══ Фрагмент текста

Добавим, что презрение Габриэль по отношению к людям, упорно стремившимся обладать всем тем, чем они восхищались, было удивительно. Оно проистекало отнюдь не из-за недостатка денег. В нем выразилось ее представление об Искусстве, нечто такое, что она доказала самой себе. Тем, кто был знаком с Мисей Серт — в то время ни в чем не знавшей нужды и мотовкой, — покажется, что еще до того, как между ней и Габриэль завязалась дружба (и какая…), короче, что изначально между ними существовало подлинное родство: они испытывали одинаковое презрение к тем, для кого картина была только картиной. То, что они были вдвоем, убеждало подруг в их правоте. Наконец-то вдвоем! Ибо в течение тридцати лет Габриэль будет разделять суждения и пристрастия женщины, связанной со всеми проявлениями художественной жизни своего времени.
Не хватает слов, чтобы рассказать, сколь пленительна была эта встреча.
Они будут видеться каждый день, внучка ярмарочных торговцев из Понтея и Мися, после которой, как и после Габриэль, не сохранится ничего: ни дневника, ни переписки, ни одной заметки — ничего, хотя и та и другая оставили свой след в истории первой четверти XX века. След дерзкий и легкий, который оставляют музы, вдохновительницы и подруги.
Для Габриэль началось время Миси.
II
Образы юной польки
Когда вы начинаете рассказывать о ней, у вас возникает чувство, что бесполезно пытаться передать ее жизнь словами, ибо зрительный образ предшествовал всем посвященным ей текстам и возобладал над ними. Легендарная Мися… Как противится она всему написанному!

════

• **Ваши задания**:
1 – Извлеките из фрагмента о Габриэль и Мисе часть, которая открывается словами «Не хватает слов, чтобы» и завершается словами «вдохновительницы и подруги.».
2 – Ответьте по фрагменту о Габриэль и Мисе на следующие вопросы:
(а) Сколько лет Габриэль будет разделять суждения и пристрастия Миси?
(б) Из какого места происходили ярмарочные торговцы, внучкой которых названа Габриэль?
(в) Как озаглавлен раздел II?

══ Фрагмент данных

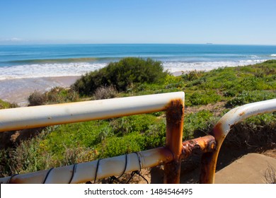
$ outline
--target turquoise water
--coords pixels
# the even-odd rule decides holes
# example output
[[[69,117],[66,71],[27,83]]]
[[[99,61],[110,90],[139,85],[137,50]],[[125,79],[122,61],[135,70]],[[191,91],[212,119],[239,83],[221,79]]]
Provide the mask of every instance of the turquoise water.
[[[0,45],[0,80],[81,75],[126,57],[151,57],[171,72],[276,59],[276,46],[223,45]]]

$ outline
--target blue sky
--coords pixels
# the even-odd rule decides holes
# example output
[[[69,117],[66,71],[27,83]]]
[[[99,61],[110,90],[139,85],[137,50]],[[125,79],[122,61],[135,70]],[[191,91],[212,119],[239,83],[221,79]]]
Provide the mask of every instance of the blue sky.
[[[1,0],[0,44],[276,45],[275,0]]]

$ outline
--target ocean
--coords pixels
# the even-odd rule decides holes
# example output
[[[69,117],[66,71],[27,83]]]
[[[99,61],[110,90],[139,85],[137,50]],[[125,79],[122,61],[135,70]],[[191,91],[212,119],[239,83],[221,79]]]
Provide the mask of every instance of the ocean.
[[[174,75],[276,59],[276,46],[226,45],[0,45],[0,99],[28,105],[35,91],[67,87],[81,75],[126,57],[161,61]]]
[[[161,61],[171,72],[208,71],[276,59],[276,46],[227,45],[0,45],[0,80],[81,76],[126,57]]]

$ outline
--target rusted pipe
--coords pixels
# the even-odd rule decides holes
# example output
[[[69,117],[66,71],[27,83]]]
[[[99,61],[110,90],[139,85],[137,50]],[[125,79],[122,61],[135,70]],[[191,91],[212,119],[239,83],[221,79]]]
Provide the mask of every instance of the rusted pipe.
[[[180,182],[182,138],[184,120],[184,93],[172,100],[166,107],[166,146],[173,154],[173,161],[164,165],[164,183]]]
[[[212,152],[215,148],[214,138],[206,136],[182,142],[180,159],[184,159],[200,150]],[[166,147],[94,161],[53,169],[0,178],[0,183],[81,183],[119,175],[125,173],[170,163],[174,160],[172,152]],[[98,171],[97,165],[98,164]],[[112,167],[112,168],[110,168]],[[96,176],[96,178],[95,177]]]
[[[188,158],[195,153],[213,152],[216,148],[216,144],[214,137],[211,135],[183,141],[182,143],[182,158]]]
[[[167,163],[173,159],[171,152],[167,148],[161,147],[127,154],[127,156],[123,155],[77,165],[17,175],[11,177],[3,177],[0,178],[0,183],[74,184],[87,181],[94,182],[96,180],[113,175],[120,175],[124,173]]]
[[[183,92],[0,110],[0,132],[166,110]]]
[[[217,157],[225,137],[231,129],[245,119],[276,111],[276,99],[253,103],[236,107],[224,115],[214,126],[211,135],[217,141],[214,153],[203,154],[202,158],[201,183],[214,183]]]

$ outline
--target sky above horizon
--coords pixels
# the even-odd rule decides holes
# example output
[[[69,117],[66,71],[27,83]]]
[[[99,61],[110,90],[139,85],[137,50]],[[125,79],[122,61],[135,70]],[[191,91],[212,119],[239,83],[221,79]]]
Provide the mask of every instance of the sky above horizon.
[[[1,0],[0,45],[276,45],[275,0]]]

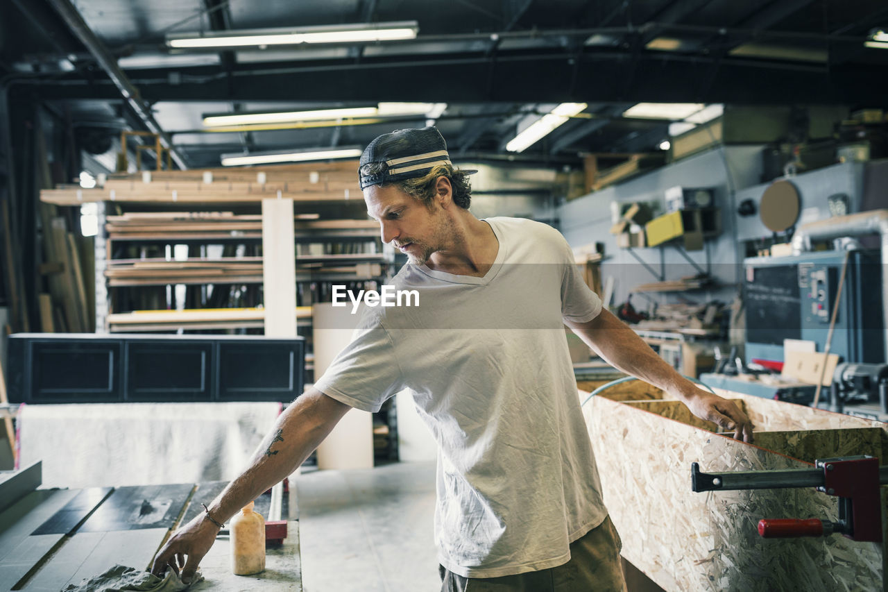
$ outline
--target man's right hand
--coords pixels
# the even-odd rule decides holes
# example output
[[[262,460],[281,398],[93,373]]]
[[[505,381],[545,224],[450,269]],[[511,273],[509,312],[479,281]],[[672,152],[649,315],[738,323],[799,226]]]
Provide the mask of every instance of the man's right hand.
[[[203,556],[216,542],[219,528],[207,519],[206,514],[200,514],[187,524],[173,532],[170,540],[155,557],[151,572],[163,577],[169,565],[176,572],[182,570],[183,583],[190,583]],[[187,557],[187,559],[186,559]]]

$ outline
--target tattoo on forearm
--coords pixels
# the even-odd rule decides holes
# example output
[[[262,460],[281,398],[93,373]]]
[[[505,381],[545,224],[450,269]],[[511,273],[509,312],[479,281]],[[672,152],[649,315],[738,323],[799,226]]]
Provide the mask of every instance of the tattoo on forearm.
[[[272,454],[277,454],[279,452],[281,452],[281,451],[277,451],[277,450],[272,450],[272,446],[274,444],[275,442],[283,442],[283,430],[282,429],[279,429],[278,430],[278,433],[274,435],[274,439],[272,440],[272,443],[270,444],[268,444],[268,450],[266,451],[266,456],[271,456]]]

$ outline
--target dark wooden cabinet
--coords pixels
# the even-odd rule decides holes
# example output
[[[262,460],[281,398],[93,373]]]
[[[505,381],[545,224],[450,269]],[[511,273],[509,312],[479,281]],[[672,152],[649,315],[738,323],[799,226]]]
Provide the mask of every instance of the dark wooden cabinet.
[[[18,333],[13,403],[289,402],[302,393],[302,339]]]

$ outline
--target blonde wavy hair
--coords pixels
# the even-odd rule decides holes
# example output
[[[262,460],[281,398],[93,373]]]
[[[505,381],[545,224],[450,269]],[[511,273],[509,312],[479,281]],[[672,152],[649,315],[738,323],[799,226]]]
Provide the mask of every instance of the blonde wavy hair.
[[[381,164],[365,164],[364,168],[361,169],[361,173],[365,175],[377,174],[379,171],[371,169],[377,167],[381,169]],[[468,210],[472,202],[472,185],[469,183],[469,175],[454,168],[451,164],[436,164],[422,177],[384,183],[383,187],[394,185],[429,207],[435,196],[435,183],[439,177],[447,177],[450,181],[450,187],[453,188],[453,203],[464,210]]]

════

• **Ответы на задания**:
1 –
Не хватает слов, чтобы рассказать, сколь пленительна была эта встреча.
Они будут видеться каждый день, внучка ярмарочных торговцев из Понтея и Мися, после которой, как и после Габриэль, не сохранится ничего: ни дневника, ни переписки, ни одной заметки — ничего, хотя и та и другая оставили свой след в истории первой четверти XX века. След дерзкий и легкий, который оставляют музы, вдохновительницы и подруги.

2 –
(а) Тридцать лет.
(б) Из Понтея.
(в) «Образы юной польки».